### 과제 설명
"Could you kindly annotate the valley"라는 문구가 있는 줄부터 데이터의 마지막 줄까지, 양 끝 줄을 모두 포함해 번호 목록으로 정리하세요. 빈 줄은 넣지 마세요.

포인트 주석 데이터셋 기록
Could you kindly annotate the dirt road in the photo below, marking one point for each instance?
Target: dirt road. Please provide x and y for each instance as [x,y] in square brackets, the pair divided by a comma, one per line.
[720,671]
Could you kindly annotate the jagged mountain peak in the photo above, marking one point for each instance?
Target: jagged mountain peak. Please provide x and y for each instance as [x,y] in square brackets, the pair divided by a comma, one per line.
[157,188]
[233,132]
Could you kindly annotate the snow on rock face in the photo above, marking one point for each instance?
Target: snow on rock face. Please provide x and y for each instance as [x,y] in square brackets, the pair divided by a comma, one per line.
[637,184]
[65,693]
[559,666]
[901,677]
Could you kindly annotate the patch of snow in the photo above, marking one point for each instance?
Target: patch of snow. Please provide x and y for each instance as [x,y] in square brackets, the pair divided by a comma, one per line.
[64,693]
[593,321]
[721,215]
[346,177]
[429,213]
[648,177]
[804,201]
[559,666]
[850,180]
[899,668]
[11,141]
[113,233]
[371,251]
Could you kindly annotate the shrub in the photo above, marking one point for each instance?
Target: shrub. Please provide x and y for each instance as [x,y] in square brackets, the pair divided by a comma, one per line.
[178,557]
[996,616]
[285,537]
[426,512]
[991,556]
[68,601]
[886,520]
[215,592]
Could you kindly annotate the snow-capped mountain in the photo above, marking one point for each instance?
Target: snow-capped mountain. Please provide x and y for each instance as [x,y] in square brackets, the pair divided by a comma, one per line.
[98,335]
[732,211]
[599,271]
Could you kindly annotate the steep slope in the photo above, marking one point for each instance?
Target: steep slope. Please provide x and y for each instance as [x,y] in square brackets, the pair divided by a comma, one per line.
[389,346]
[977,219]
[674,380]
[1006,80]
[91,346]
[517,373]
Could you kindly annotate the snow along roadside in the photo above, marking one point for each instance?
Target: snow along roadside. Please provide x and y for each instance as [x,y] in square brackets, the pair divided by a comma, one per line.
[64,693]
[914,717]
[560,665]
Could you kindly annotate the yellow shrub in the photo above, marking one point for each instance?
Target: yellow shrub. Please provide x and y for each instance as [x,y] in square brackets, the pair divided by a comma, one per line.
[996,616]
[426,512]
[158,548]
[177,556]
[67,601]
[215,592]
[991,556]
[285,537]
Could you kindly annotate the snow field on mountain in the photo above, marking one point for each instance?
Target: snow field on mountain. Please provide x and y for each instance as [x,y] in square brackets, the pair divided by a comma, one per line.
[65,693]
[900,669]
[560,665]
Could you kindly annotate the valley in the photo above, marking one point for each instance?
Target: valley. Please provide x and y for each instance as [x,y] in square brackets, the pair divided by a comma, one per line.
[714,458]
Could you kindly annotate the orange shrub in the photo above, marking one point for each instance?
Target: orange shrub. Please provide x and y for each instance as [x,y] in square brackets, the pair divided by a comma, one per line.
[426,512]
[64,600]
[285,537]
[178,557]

### 완성된 과제
1. Could you kindly annotate the valley in the photo above, marking one point for each instance?
2. Target: valley. Please provide x and y for each instance as [x,y] in square brackets, the pair divided by a comma, one per line.
3. [714,458]
4. Could you kindly annotate the orange shrub in the photo above, marking one point for each instance?
5. Target: orange shrub. Please provide x and y for each instance as [x,y] in square brackets, the pair divided by a comma, one per line.
6. [426,512]
7. [64,600]
8. [285,537]
9. [178,557]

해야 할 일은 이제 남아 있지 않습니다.